Emerging Issues in Product Bundling


Michal Ann Strahilevitz (1994) ,"Emerging Issues in Product Bundling", in AP - Asia Pacific Advances in Consumer Research Volume 1, eds. Joseph A. Cote and Siew Meng Leong, Provo, UT : Association for Consumer Research, Pages: 79.

Asia Pacific Advances in Consumer Research Volume 1, 1994      Page 79


Michal Ann Strahilevitz, University of Illinois at Urbana-Champaign

Product bundling has become a very common phenomenon in the marketplace. The variety of bundling strategies appears almost endless. These include offering "more of the same" (e.g., buy three, get one free), bundling a product with a complementary item (e.g., free film with the purchase of a camera), offering something totally unrelated (e.g., a chance to win a Hawaiian vacation with the purchase of a microwave), bundling a product with a discount (e.g., buy one suit and receive the second suit for half price), bundling products with donations to charity (e.g., a percentage of the price of this product will be contributed to the World Wildlife Fund), and bundling transactions together (e.g., trading in an old car for a new one). The purpose of this session was to offer new insights into how consumers go about evaluating various types of product bundles. The papers presented draw on previous work from several areas of research including behavioral decision theory, information processing, and the role of affect in consumer behavior. Yet, while each of the three papers presented is grounded in theory, each concludes with a discussion of marketing implications.

The first paper, by Dipankar Chakravarti, Rajan Krish, Pallab Paul, and Joydeep Srivastava, explores how bundled versus unbundled transactions with differentially priced component transactions can influence consumers' perceptions of transaction fairness, judged desirability, and choice. In their research, the authors used a scenario involving the purchase of a new car along with the trade-in of an old car. These component transactions were either presented as a bundle with a single net price tag for the transaction, or as segregated propositions with four different sets of separate prices for the new car and the trade-in (same net price as the bundle). These five presentations were crossed with a factor involving the absence/presence of reference prices for the component transactions (i.e. the new and the old cars). The price levels were chosen so that the reference price comparisons would result in the component transactions being coded as gains, losses, or neutral. The results show systematic and theoretically consistent variations in fairness perceptions, desirability judgments, and choice of a target option as a function of how the transactions were presented (bundled/unbundled) and priced.
● ● ● ●
TO DO —
1 > List the bundling strategies that the text on product bundling names, without their examples.
2 > Reproduce word for word the part of the text on product bundling that opens with the words containing "Michal Ann Strahilevitz (1994)" and closes with "Research, Pages: 79.".
The listing that follows is separate material with no connection to the text on product bundling.
● ● ● ●
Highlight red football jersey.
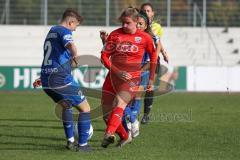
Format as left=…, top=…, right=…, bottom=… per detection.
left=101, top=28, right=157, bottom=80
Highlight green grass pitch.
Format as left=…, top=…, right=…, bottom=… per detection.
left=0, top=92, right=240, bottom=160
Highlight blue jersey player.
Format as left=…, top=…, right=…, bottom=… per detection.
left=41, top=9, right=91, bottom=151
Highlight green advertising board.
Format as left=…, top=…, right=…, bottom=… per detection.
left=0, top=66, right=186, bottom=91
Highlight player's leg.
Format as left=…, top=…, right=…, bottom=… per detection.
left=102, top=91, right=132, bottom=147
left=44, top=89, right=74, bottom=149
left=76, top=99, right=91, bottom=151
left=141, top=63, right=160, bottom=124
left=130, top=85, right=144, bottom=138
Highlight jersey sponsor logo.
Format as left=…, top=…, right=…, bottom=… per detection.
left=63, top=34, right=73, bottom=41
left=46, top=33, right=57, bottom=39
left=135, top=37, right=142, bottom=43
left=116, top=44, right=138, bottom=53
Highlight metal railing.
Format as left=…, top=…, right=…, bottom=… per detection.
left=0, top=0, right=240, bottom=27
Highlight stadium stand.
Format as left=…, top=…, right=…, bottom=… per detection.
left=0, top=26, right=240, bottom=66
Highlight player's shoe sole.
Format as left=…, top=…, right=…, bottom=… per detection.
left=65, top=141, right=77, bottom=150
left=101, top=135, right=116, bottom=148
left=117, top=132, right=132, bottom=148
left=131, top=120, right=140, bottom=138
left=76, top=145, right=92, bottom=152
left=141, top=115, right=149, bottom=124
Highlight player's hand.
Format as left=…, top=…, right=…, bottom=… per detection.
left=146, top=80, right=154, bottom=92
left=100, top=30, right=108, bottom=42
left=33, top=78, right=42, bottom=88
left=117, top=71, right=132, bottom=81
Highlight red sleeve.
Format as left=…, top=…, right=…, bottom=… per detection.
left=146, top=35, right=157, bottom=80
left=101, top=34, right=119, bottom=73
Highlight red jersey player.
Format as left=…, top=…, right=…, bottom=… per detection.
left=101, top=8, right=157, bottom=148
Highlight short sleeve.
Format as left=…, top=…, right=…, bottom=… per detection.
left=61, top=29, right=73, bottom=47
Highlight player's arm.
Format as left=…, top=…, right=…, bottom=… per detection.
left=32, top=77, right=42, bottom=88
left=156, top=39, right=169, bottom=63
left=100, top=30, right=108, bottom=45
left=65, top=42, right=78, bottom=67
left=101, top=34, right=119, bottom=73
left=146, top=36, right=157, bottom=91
● ● ● ●
EXERCISE RESPONSES —
1 >
- Offering "more of the same"
- Bundling a product with a complementary item
- Offering something totally unrelated
- Bundling a product with a discount
- Bundling products with donations to charity
- Bundling transactions together

2 >
Michal Ann Strahilevitz (1994) ,"Emerging Issues in Product Bundling", in AP - Asia Pacific Advances in Consumer Research Volume 1, eds. Joseph A. Cote and Siew Meng Leong, Provo, UT : Association for Consumer Research, Pages: 79.